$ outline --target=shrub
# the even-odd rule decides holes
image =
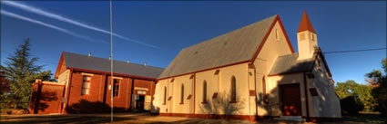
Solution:
[[[348,96],[341,100],[342,114],[357,115],[359,111],[364,109],[359,98],[356,96]]]

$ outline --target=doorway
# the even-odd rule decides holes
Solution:
[[[136,110],[144,110],[144,95],[137,95],[136,97]]]
[[[300,83],[280,85],[282,116],[301,116]]]

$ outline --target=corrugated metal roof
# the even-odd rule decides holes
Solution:
[[[64,52],[66,66],[67,68],[76,68],[97,72],[110,72],[110,61],[108,59],[77,54]],[[113,61],[115,73],[141,76],[157,79],[164,71],[163,68],[154,66],[145,66],[137,63],[127,63],[120,61]]]
[[[279,56],[269,74],[300,72],[311,70],[314,58],[297,60],[299,53]]]
[[[275,18],[270,16],[181,50],[158,78],[251,59]]]

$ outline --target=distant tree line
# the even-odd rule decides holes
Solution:
[[[373,70],[365,74],[369,84],[359,84],[351,80],[336,83],[335,91],[341,99],[342,114],[379,111],[387,116],[387,59],[382,60],[382,66],[384,73]]]
[[[31,57],[30,42],[25,39],[24,43],[15,49],[13,55],[7,58],[0,71],[5,72],[5,77],[9,82],[9,92],[1,92],[1,108],[27,109],[31,96],[31,86],[36,79],[53,81],[51,71],[43,71],[44,65],[36,65],[38,58]]]

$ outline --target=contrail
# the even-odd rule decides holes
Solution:
[[[25,10],[25,11],[28,11],[28,12],[31,12],[31,13],[35,13],[36,14],[40,14],[40,15],[46,16],[46,17],[49,17],[49,18],[54,18],[54,19],[56,19],[56,20],[62,21],[62,22],[66,22],[66,23],[68,23],[68,24],[75,24],[75,25],[77,25],[77,26],[80,26],[80,27],[84,27],[84,28],[87,28],[87,29],[94,30],[94,31],[97,31],[97,32],[110,34],[109,31],[107,31],[107,30],[101,29],[101,28],[97,28],[97,27],[95,27],[95,26],[91,26],[91,25],[86,24],[84,23],[80,23],[78,21],[69,19],[69,18],[64,17],[62,15],[54,14],[54,13],[44,11],[40,8],[31,6],[31,5],[27,5],[26,4],[24,4],[24,3],[21,3],[21,2],[1,1],[1,3],[7,5],[10,5],[10,6],[19,8],[19,9]],[[122,35],[117,34],[117,33],[113,33],[113,35],[116,36],[116,37],[118,37],[120,39],[123,39],[125,41],[129,41],[129,42],[137,43],[139,43],[139,44],[142,44],[142,45],[160,49],[160,47],[158,47],[158,46],[155,46],[155,45],[148,44],[148,43],[137,41],[137,40],[127,38],[127,37],[122,36]]]
[[[76,36],[76,37],[78,37],[78,38],[81,38],[81,39],[84,39],[84,40],[87,40],[88,42],[96,43],[96,40],[93,40],[90,37],[76,34],[76,33],[73,33],[71,31],[68,31],[66,29],[61,28],[61,27],[57,27],[57,26],[55,26],[55,25],[52,25],[52,24],[46,24],[46,23],[43,23],[43,22],[40,22],[40,21],[37,21],[37,20],[35,20],[35,19],[31,19],[31,18],[28,18],[28,17],[25,17],[25,16],[22,16],[22,15],[16,14],[11,13],[11,12],[7,12],[5,10],[0,10],[0,12],[4,15],[7,15],[7,16],[10,16],[10,17],[14,17],[14,18],[17,18],[17,19],[20,19],[20,20],[37,24],[55,29],[55,30],[60,31],[62,33],[67,33],[67,34],[70,34],[70,35],[73,35],[73,36]],[[100,42],[97,42],[97,43],[100,43]]]

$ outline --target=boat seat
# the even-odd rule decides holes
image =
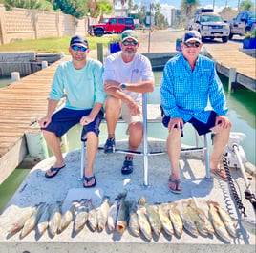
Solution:
[[[124,149],[116,149],[116,153],[124,153],[124,154],[132,154],[135,156],[140,156],[143,157],[143,169],[144,169],[144,185],[149,186],[149,175],[148,175],[148,157],[149,156],[157,156],[157,155],[162,155],[167,154],[167,151],[153,151],[148,152],[148,137],[147,137],[147,123],[148,122],[161,122],[161,117],[159,116],[155,118],[154,120],[152,118],[148,119],[147,117],[147,94],[143,94],[143,127],[144,127],[144,136],[143,136],[143,151],[129,151]],[[196,146],[195,147],[189,147],[189,148],[182,148],[181,150],[181,153],[189,153],[189,152],[198,152],[202,151],[204,153],[204,162],[205,162],[205,178],[209,179],[211,178],[210,176],[210,168],[209,168],[209,149],[208,149],[208,141],[207,141],[207,136],[203,135],[203,146],[199,146],[199,136],[198,133],[195,131],[196,135]],[[81,135],[81,164],[80,164],[80,178],[79,179],[83,179],[83,172],[84,172],[84,166],[85,166],[85,149],[86,149],[86,138],[83,135]],[[99,147],[99,150],[103,150],[103,147]]]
□ □ □ □ □
● **CHALLENGE**: Omit the pictures and reproduce the listing exactly.

● **TASK RESULT**:
$ outline --target=shrub
# the even-odd rule decides holes
image =
Solution:
[[[348,96],[341,100],[342,114],[357,115],[359,111],[364,109],[359,98],[356,96]]]

$ outline --target=doorway
# the even-odd rule decides holes
Solution:
[[[136,110],[144,110],[144,95],[137,95],[136,97]]]
[[[300,83],[280,85],[282,116],[301,116]]]

$ outline --target=corrugated metal roof
# the even-odd rule decides holes
Solution:
[[[64,52],[66,66],[67,68],[76,68],[97,72],[110,72],[110,61],[108,59],[77,54]],[[113,61],[115,73],[141,76],[157,79],[164,71],[163,68],[154,66],[145,66],[137,63],[127,63],[120,61]]]
[[[279,56],[269,74],[300,72],[311,70],[314,58],[297,60],[299,53]]]
[[[275,18],[270,16],[181,50],[158,78],[251,59]]]

$ outline --target=distant tree line
# the even-odd rule decides holes
Solution:
[[[373,70],[365,74],[369,84],[359,84],[351,80],[336,83],[335,91],[341,99],[342,114],[379,111],[387,116],[387,59],[382,60],[382,66],[384,73]]]
[[[31,57],[30,42],[25,39],[24,43],[15,49],[13,55],[7,58],[0,71],[5,72],[5,77],[9,82],[9,92],[1,92],[1,108],[27,109],[31,96],[31,86],[36,79],[53,81],[51,71],[43,71],[44,65],[36,65],[38,58]]]

$ outline --target=contrail
# the even-odd rule decides holes
Solution:
[[[25,10],[25,11],[28,11],[28,12],[31,12],[31,13],[35,13],[36,14],[40,14],[40,15],[46,16],[46,17],[49,17],[49,18],[54,18],[54,19],[56,19],[56,20],[62,21],[62,22],[66,22],[66,23],[68,23],[68,24],[75,24],[75,25],[77,25],[77,26],[80,26],[80,27],[84,27],[84,28],[87,28],[87,29],[94,30],[94,31],[97,31],[97,32],[110,34],[109,31],[107,31],[107,30],[101,29],[101,28],[97,28],[97,27],[95,27],[95,26],[91,26],[91,25],[86,24],[84,23],[80,23],[78,21],[69,19],[69,18],[64,17],[62,15],[54,14],[54,13],[44,11],[40,8],[31,6],[31,5],[27,5],[26,4],[24,4],[24,3],[21,3],[21,2],[1,1],[1,3],[7,5],[10,5],[10,6],[19,8],[19,9]],[[122,35],[117,34],[117,33],[113,33],[113,35],[116,36],[116,37],[118,37],[120,39],[123,39],[125,41],[129,41],[129,42],[137,43],[139,43],[139,44],[142,44],[142,45],[160,49],[160,47],[158,47],[158,46],[155,46],[155,45],[148,44],[148,43],[137,41],[137,40],[127,38],[127,37],[122,36]]]
[[[76,36],[76,37],[78,37],[78,38],[81,38],[81,39],[84,39],[84,40],[87,40],[88,42],[96,43],[96,40],[93,40],[90,37],[76,34],[76,33],[73,33],[71,31],[68,31],[66,29],[61,28],[61,27],[57,27],[57,26],[55,26],[55,25],[52,25],[52,24],[46,24],[46,23],[43,23],[43,22],[40,22],[40,21],[37,21],[37,20],[35,20],[35,19],[31,19],[31,18],[28,18],[28,17],[25,17],[25,16],[22,16],[22,15],[16,14],[11,13],[11,12],[7,12],[5,10],[0,10],[0,12],[4,15],[7,15],[7,16],[10,16],[10,17],[14,17],[14,18],[17,18],[17,19],[20,19],[20,20],[37,24],[55,29],[55,30],[60,31],[62,33],[67,33],[67,34],[70,34],[70,35],[73,35],[73,36]],[[100,42],[97,42],[97,43],[100,43]]]

$ outline --target=boat seat
# the even-odd rule decides holes
image =
Solution:
[[[124,149],[116,149],[116,153],[124,153],[124,154],[132,154],[135,156],[140,156],[143,157],[143,169],[144,169],[144,185],[149,186],[149,175],[148,175],[148,157],[149,156],[157,156],[157,155],[162,155],[167,154],[167,151],[153,151],[148,152],[148,137],[147,137],[147,123],[148,122],[161,122],[161,117],[159,116],[155,118],[154,120],[152,118],[148,119],[147,117],[147,94],[143,94],[143,127],[144,127],[144,136],[143,136],[143,151],[129,151]],[[196,146],[195,147],[189,147],[189,148],[182,148],[181,150],[181,153],[189,153],[189,152],[198,152],[202,151],[204,153],[204,162],[205,162],[205,178],[209,179],[211,178],[210,176],[210,168],[209,168],[209,149],[208,149],[208,141],[207,141],[207,136],[203,135],[203,146],[199,146],[199,136],[198,133],[195,131],[196,135]],[[81,135],[81,164],[80,164],[80,178],[79,179],[83,179],[83,172],[84,172],[84,166],[85,166],[85,149],[86,149],[86,138],[83,135]],[[99,147],[99,150],[103,150],[103,147]]]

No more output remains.